■ **Passage**:
The search table device 118 also runs a search table management process 124, which manages the search tables 108 for the search queries. Specifically, the search table management process 124 periodically removes the oldest matching events 110 from each search table 108 so that each search table 108 does not store matching events 110 older than a specified oldness threshold. The search management process 124 also periodically removes the oldest matching events 110 from each search table 108 so that each search table 108 does not store more than a specified maximum number of matching events 110.
The system 100 includes one or multiple new event devices 126, which can each be implemented as one or more discrete computing devices. The new event devices 126 may be the same device as the database device 102. The new event devices 126 may instead be separate, different devices from the database device 102, in which case the devices 126 are communicatively connected to the database device 102. The new event devices 126 continually receive or retrieve log events as they are output by servers and other devices, and loads (i.e., inserts) such new events 106 into the events table 104.
Each entry 114 can include a maximum number 206 of partitions that the search table 108 for the corresponding search query 202 can have; the partition time period length 208 encompassed by each such partition; and the maximum number 210 of matching events 110 that the search table 108 is to store. The search table 108 stores the matching events 110 for a corresponding search query 202 by their loading times in the events table 104 (and not by the loading times when they were loaded in the search table 108). That is, when an event 106 is loaded into the events table 104, this loading time is stored in the events table 104 as well. When an event 106 is retrieved from the events table 104 and inserted into the search table 108, this same loading time is also stored in the search table 108.
The search table 108 for a search query 202 is partitioned over consecutive time periods that are each equal to the partition time period length 208. Each partition stores the matching events 110 that have loading times within the time period to which partition corresponds. The number of matching events 110 in any given partition is variable, since during some time periods there can be more events 106 loaded into the events table 104 that match the search query 202 in question than during other time periods.
Since the maximum number 206 of partitions of the search table 108 is specified, this means that the oldest matching events 110 stored in the search table 108 are no older than the maximum number 206 multiplied by the partition time period length 208. That is, each partition corresponds to a time period having a length equal to the partition time period length 208, which means that the oldest such partition corresponds to the time period that occurred the maximum number 206 of partitions times the partition time period length 208 ago. For instance, if the maximum number 206 of partitions is N, and the partition time period length 208 is ptl, then events 110 older than ptl*N are removed from the search table 108.

■ **Stored data**:

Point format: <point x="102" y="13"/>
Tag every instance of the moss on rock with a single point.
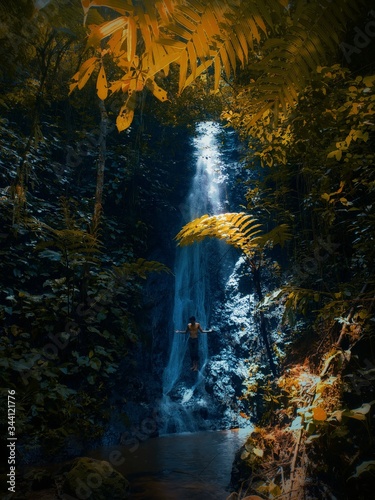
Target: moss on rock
<point x="95" y="480"/>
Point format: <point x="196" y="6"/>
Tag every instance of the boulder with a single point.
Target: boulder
<point x="94" y="480"/>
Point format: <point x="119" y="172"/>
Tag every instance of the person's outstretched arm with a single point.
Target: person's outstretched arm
<point x="182" y="331"/>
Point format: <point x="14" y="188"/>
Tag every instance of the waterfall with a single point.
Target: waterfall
<point x="191" y="275"/>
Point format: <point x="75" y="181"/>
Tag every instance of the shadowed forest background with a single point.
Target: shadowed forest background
<point x="101" y="102"/>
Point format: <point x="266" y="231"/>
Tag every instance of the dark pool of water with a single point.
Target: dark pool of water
<point x="180" y="467"/>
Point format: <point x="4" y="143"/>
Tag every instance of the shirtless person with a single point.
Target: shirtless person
<point x="193" y="328"/>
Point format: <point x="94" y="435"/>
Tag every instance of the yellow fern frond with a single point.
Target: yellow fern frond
<point x="237" y="229"/>
<point x="290" y="60"/>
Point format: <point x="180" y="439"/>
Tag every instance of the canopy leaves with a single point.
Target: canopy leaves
<point x="145" y="38"/>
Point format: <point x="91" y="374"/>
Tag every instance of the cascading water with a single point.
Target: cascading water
<point x="191" y="280"/>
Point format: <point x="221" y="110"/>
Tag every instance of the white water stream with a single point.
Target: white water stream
<point x="191" y="282"/>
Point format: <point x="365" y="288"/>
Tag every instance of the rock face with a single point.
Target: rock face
<point x="94" y="479"/>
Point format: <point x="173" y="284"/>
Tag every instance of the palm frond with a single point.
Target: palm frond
<point x="290" y="60"/>
<point x="237" y="229"/>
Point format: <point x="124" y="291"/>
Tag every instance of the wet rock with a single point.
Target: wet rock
<point x="94" y="480"/>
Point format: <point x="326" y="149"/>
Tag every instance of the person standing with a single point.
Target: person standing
<point x="193" y="328"/>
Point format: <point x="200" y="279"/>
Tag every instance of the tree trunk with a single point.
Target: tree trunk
<point x="101" y="166"/>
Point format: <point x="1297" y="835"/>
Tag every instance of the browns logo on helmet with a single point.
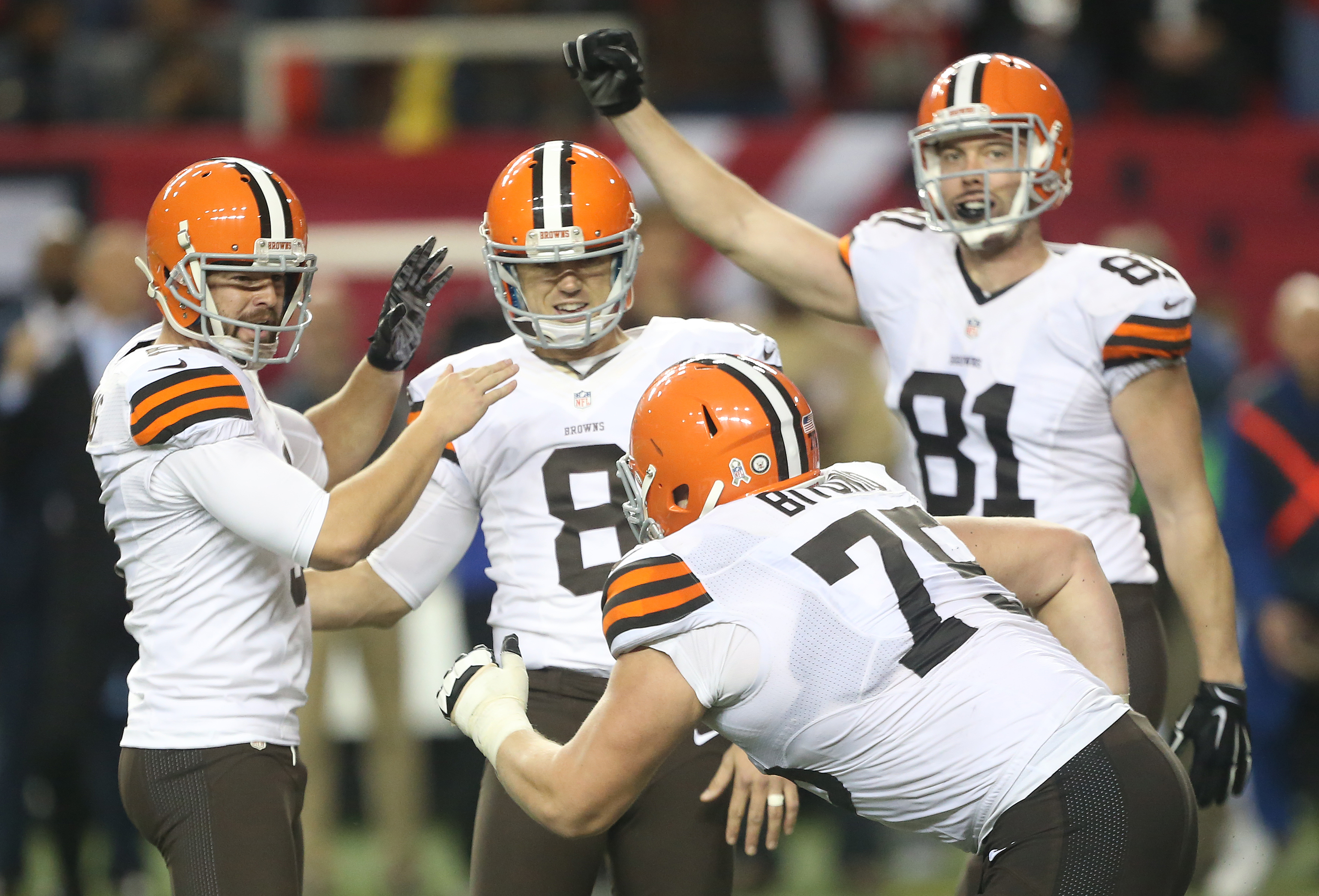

■ **Directives**:
A - According to the passage on search tables, what loading time is stored with an event when it is inserted into a search table?
B - Summarize the passage on search tables in two sentences.

■ **Final answers**:
A - The same loading time recorded when the event was loaded into the events table.

B - New event devices continually load log events into an events table, and a management process periodically removes the oldest matching events from each search table so that none exceeds a specified oldness threshold or maximum event count. Each search table stores matching events by their events-table loading times and is partitioned into consecutive periods of a set length, so with at most N partitions of length ptl, events older than ptl*N are removed.